LVAD (Left Ventricular Assist Device)

A left ventricular assist device (LVAD) is a battery-operated device used to help the left ventricle pump blood through the body.

It can be used in a variety of settings for patients who:

  • Are waiting for a heart transplantation
  • Have advanced stages of dilated cardiomyopathy
  • Have chronic heart failure and are not candidates for heart transplantation
  • Have experienced organ rejection after heart transplantation
  • Have had massive heart attacks with no other treatment options
  • Have myocarditis
  • Have undergone heart surgery but cannot be taken off cardiopulmonary bypass.

There are three categories for LVAD use:

Short term
In high-risk patients who cannot sustain life over the long term
Intermediate term
In patients with high risk of complications for up to 500 days
Long term
In patients with advanced heart failure who need support outside the hospital

LVAD as Long-Term Treatment

Because of the limited number of available donor hearts, LVAD therapy is becoming more commonly performed than heart transplantation. While LVAD survival rates do not yet equal those of heart transplantation, they are getting ever closer. The devices are getting smaller, more durable, and less complicated from a surgical standpoint. Doctors are expecting that, in the future, patients will live even longer with the aid of LVADs.
------------------------------------
* [Exercise instructions]
1. In the LVAD overview, write out the text starting with "It can be used" and going on through "off cardiopulmonary bypass.".
2. Answer these questions from the LVAD overview:
(a) What powers a left ventricular assist device?
(b) For up to how many days is intermediate-term LVAD use given?
(c) Why is LVAD therapy becoming more commonly performed than heart transplantation?

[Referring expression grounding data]
------------------------------------
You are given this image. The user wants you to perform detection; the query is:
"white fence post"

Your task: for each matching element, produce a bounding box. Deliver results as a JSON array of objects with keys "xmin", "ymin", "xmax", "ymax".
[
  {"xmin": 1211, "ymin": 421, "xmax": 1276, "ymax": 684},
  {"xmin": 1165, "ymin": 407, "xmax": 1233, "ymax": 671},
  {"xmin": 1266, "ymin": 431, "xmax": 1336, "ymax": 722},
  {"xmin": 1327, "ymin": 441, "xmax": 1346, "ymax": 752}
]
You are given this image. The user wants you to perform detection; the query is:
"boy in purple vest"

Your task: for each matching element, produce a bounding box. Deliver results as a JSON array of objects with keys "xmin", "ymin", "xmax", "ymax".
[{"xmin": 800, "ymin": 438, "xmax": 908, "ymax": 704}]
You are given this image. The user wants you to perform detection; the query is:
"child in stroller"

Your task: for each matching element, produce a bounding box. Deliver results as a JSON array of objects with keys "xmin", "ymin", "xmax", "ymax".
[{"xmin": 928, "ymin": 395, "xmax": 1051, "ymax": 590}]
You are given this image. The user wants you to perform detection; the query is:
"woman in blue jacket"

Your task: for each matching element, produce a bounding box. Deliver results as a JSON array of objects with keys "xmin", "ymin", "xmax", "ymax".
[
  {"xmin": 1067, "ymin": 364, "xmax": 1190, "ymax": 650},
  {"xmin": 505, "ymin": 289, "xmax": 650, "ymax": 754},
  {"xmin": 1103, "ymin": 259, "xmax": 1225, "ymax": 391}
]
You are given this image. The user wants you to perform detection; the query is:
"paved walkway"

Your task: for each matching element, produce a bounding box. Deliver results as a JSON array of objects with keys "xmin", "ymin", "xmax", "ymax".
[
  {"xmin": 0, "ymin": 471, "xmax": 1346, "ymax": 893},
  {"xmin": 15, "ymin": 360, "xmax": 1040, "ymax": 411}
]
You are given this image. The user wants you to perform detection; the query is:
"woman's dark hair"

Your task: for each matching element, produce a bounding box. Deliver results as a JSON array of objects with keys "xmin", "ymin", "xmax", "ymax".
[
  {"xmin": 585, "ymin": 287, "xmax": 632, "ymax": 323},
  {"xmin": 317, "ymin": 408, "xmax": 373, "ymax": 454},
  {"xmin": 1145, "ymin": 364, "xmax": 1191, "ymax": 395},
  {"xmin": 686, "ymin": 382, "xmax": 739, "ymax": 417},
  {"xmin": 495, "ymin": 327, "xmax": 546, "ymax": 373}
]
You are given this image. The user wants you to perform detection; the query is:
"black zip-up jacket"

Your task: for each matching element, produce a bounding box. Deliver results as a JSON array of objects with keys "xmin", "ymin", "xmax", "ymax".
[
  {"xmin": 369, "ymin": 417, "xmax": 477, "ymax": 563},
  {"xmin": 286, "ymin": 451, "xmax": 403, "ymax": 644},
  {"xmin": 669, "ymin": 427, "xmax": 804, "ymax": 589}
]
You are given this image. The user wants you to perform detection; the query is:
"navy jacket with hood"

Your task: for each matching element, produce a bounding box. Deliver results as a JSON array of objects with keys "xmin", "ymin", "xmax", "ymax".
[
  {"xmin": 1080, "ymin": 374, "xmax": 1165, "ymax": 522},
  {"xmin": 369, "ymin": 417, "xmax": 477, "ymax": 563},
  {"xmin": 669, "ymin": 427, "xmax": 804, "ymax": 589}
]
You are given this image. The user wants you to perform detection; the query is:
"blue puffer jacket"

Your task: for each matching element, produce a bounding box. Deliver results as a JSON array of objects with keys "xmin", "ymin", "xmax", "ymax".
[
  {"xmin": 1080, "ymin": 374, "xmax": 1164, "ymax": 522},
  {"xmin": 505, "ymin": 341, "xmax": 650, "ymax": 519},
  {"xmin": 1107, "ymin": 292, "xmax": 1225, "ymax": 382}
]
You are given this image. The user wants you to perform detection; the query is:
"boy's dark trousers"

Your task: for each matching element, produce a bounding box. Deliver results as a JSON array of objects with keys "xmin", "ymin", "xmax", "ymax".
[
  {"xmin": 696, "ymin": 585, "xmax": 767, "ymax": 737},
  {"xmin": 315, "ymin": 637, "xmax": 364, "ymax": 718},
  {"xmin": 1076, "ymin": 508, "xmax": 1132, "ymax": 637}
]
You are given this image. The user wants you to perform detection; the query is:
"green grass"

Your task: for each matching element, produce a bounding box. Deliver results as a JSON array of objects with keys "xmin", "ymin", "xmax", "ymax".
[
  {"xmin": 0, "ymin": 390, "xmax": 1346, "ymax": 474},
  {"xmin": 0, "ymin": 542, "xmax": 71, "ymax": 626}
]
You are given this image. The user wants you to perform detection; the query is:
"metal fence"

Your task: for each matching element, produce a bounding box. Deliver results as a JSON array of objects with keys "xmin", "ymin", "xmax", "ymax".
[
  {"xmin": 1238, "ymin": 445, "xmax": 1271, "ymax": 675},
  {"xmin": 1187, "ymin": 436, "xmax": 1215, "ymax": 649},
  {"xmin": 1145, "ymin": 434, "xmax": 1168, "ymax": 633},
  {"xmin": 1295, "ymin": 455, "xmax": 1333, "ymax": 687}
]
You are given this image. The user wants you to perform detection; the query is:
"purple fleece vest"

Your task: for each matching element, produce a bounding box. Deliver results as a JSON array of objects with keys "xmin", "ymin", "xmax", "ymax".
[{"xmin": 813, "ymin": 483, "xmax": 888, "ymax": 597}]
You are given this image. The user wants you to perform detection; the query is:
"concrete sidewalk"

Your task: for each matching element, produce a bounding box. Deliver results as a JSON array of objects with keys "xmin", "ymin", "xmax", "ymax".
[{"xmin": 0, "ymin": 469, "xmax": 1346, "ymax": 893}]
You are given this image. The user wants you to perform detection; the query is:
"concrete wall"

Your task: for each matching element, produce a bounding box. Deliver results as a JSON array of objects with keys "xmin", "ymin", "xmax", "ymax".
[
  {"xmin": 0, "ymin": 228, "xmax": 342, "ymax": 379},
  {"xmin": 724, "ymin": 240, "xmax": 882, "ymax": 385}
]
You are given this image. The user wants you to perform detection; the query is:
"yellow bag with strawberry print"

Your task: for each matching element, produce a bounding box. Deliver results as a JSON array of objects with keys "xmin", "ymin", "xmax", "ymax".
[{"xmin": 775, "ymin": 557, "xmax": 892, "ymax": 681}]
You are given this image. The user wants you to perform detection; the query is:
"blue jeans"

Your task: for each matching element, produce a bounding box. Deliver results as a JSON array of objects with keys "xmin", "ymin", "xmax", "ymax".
------------------------------------
* [Results in order]
1.
It can be used in a variety of settings for patients who:

  • Are waiting for a heart transplantation
  • Have advanced stages of dilated cardiomyopathy
  • Have chronic heart failure and are not candidates for heart transplantation
  • Have experienced organ rejection after heart transplantation
  • Have had massive heart attacks with no other treatment options
  • Have myocarditis
  • Have undergone heart surgery but cannot be taken off cardiopulmonary bypass.

2.
(a) A battery.
(b) Up to 500 days.
(c) Because of the limited number of available donor hearts.